====== READING PASSAGE

- Born: Johnny Belle Moore January 24, 1950 (age 75) Clarksdale, Mississippi, United States
- Genres: Chicago blues, electric blues
- Occupation(s): Guitarist, singer, songwriter
- Instrument(s): Guitar, vocals Piano, harmonica
- Years active: 1970s–present
- Labels: Various

= Johnny B. Moore =

American Chicago blues musician

Johnny B. Moore (born Johnny Belle Moore, January 24, 1950, Clarksdale, Mississippi) is an American Chicago blues and electric blues guitarist, singer and songwriter. He was a member of Koko Taylor's backing band in the mid-1970s. He has recorded nine solo albums since 1987. Moore's music retains a link to the earlier Chicago blues of Jimmy Reed and Muddy Waters, who also travelled to Chicago from the Mississippi Delta.

"If Johnny B. Moore isn't a star in the making," stated Allmusic's Bill Dahl, "there's no justice in the world." The blues historian Gérard Herzhaft commented that "[Moore's] albums reflect a strong Delta flavor that is refreshing in the present blues scene, dominated by rock or funk overtones." However, the blues historian Tony Russell noted in 1997 that Moore "was still one of Chicago's interesting secrets".

============
====== MATERIALS PROVIDED

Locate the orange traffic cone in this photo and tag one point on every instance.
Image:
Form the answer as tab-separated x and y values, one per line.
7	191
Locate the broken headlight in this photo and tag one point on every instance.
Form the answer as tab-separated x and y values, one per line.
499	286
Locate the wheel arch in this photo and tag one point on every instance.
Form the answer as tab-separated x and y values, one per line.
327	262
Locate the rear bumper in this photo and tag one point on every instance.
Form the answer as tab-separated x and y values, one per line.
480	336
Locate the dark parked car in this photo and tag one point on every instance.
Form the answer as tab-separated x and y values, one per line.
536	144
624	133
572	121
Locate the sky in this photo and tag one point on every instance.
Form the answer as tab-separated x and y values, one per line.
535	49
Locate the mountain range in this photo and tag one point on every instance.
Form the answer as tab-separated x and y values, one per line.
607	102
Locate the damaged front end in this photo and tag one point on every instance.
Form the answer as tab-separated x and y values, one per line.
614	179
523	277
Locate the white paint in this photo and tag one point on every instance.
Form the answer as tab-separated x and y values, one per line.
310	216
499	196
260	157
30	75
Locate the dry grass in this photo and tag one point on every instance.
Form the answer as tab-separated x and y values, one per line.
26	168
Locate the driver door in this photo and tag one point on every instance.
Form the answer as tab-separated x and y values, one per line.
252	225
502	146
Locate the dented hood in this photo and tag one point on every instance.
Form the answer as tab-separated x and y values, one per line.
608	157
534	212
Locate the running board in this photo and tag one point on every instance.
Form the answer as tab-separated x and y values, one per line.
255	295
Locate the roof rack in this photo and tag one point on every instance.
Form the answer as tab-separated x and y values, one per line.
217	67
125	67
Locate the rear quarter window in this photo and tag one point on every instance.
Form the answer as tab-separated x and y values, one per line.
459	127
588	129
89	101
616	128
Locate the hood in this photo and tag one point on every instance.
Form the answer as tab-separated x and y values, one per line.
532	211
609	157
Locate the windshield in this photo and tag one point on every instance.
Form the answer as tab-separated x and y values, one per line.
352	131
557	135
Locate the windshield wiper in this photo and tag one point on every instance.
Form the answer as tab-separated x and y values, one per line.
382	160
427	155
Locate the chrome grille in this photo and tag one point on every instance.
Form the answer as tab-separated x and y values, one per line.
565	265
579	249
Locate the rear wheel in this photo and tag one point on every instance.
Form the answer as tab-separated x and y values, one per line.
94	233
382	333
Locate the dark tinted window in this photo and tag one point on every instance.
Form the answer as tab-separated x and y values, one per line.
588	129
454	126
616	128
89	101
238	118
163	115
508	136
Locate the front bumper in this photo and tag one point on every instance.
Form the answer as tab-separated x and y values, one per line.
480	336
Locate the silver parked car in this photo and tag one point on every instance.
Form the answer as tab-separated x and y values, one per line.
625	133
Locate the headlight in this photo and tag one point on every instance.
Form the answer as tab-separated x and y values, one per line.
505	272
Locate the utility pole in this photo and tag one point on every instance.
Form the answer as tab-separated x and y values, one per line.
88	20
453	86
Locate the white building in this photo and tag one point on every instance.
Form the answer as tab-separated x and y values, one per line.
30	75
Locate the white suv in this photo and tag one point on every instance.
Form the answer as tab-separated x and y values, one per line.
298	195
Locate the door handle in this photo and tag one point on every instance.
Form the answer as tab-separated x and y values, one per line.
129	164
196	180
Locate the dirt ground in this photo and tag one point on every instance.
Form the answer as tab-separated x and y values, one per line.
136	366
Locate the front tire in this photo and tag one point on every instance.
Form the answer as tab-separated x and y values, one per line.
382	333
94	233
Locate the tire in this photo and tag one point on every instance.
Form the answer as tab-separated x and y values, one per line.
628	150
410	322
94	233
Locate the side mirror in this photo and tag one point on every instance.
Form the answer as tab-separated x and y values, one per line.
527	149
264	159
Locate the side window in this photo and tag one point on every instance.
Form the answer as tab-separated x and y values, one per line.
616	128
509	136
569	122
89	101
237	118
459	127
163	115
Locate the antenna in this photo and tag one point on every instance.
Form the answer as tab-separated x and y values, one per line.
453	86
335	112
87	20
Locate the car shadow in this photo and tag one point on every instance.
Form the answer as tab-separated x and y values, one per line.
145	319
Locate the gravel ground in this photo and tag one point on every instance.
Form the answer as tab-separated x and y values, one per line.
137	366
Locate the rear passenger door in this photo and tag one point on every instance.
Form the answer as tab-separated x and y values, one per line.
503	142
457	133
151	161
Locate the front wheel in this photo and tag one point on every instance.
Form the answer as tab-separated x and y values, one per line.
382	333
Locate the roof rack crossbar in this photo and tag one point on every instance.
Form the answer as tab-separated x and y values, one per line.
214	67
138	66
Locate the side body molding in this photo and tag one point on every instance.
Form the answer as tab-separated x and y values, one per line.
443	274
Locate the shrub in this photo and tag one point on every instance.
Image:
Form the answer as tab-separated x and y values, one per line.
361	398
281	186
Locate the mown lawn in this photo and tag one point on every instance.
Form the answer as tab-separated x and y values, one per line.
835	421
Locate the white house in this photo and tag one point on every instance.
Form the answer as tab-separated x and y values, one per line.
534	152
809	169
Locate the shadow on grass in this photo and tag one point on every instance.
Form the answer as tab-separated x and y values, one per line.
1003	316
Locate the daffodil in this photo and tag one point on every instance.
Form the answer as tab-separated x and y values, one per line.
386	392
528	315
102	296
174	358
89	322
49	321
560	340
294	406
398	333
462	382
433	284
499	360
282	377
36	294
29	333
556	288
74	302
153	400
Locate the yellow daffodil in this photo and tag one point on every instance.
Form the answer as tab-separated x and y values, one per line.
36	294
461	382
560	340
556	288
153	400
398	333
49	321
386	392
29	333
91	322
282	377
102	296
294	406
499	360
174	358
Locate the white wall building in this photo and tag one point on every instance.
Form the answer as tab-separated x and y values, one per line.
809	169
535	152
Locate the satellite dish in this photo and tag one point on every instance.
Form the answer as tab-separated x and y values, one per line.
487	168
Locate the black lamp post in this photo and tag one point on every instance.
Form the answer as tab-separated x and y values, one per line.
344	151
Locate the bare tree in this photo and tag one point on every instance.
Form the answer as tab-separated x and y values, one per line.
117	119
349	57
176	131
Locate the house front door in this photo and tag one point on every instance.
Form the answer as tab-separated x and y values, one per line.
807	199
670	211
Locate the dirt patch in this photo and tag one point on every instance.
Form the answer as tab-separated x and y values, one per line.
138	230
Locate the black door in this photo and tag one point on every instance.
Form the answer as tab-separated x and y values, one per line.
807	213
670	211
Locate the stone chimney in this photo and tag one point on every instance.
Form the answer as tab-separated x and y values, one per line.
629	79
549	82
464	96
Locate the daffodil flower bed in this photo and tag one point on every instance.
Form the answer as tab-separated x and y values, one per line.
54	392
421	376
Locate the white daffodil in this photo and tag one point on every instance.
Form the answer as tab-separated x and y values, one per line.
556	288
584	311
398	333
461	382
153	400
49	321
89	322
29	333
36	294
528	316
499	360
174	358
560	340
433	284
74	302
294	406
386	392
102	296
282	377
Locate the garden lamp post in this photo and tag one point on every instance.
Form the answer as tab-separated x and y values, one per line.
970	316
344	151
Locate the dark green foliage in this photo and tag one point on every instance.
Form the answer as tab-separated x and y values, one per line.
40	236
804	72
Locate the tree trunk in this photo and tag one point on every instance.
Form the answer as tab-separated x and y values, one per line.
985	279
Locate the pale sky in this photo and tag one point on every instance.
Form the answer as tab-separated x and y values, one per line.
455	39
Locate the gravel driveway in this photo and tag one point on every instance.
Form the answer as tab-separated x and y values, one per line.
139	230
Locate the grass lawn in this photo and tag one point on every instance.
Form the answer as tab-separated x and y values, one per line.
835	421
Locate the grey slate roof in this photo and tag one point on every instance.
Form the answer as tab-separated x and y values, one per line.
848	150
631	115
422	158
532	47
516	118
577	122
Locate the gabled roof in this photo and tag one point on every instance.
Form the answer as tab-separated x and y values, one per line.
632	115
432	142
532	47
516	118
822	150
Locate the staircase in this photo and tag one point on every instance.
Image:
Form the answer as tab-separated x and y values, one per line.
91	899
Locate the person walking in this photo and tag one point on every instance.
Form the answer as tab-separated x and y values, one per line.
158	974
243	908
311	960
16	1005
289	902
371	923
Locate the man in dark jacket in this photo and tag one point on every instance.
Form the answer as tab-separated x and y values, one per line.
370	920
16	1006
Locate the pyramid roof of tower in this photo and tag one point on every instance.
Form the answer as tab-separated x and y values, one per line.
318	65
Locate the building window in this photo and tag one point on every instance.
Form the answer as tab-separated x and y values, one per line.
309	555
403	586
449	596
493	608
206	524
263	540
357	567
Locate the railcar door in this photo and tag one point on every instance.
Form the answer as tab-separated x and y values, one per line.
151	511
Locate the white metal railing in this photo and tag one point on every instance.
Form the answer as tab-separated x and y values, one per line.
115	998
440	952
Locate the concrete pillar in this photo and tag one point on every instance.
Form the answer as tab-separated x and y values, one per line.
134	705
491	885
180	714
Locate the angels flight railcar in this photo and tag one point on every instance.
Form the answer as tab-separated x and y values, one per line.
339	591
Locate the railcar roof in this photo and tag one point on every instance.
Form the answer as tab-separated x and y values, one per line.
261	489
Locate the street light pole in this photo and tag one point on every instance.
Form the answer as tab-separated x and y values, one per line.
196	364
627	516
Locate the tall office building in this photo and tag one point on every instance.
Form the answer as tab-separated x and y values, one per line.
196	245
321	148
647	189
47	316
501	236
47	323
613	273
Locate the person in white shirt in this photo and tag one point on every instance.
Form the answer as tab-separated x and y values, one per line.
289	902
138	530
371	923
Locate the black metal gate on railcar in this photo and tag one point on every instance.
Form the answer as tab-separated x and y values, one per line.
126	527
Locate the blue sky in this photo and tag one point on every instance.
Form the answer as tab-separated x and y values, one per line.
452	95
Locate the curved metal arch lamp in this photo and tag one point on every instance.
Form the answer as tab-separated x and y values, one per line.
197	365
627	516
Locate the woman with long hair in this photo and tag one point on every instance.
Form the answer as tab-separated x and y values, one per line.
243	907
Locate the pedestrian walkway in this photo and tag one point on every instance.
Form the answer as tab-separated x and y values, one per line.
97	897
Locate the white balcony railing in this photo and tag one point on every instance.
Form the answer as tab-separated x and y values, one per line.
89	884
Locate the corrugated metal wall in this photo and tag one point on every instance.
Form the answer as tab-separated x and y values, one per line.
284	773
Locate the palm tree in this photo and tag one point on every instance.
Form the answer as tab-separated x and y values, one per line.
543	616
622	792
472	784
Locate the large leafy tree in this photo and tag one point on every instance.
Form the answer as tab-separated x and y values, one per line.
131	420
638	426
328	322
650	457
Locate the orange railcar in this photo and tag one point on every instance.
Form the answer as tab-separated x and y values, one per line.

============

TASKS TO CARRY OUT:
(A) Return the stretch from "Johnny B. Moore (born" through "the Mississippi Delta." in the Johnny B. Moore biography, copied word for word.
(B) Collect every line of the listing that contains the string "parked". Case counts.

SOLVED TASKS:
(A)
Johnny B. Moore (born Johnny Belle Moore, January 24, 1950, Clarksdale, Mississippi) is an American Chicago blues and electric blues guitarist, singer and songwriter. He was a member of Koko Taylor's backing band in the mid-1970s. He has recorded nine solo albums since 1987. Moore's music retains a link to the earlier Chicago blues of Jimmy Reed and Muddy Waters, who also travelled to Chicago from the Mississippi Delta.

(B)
Locate the dark parked car in this photo and tag one point on every instance.
Locate the silver parked car in this photo and tag one point on every instance.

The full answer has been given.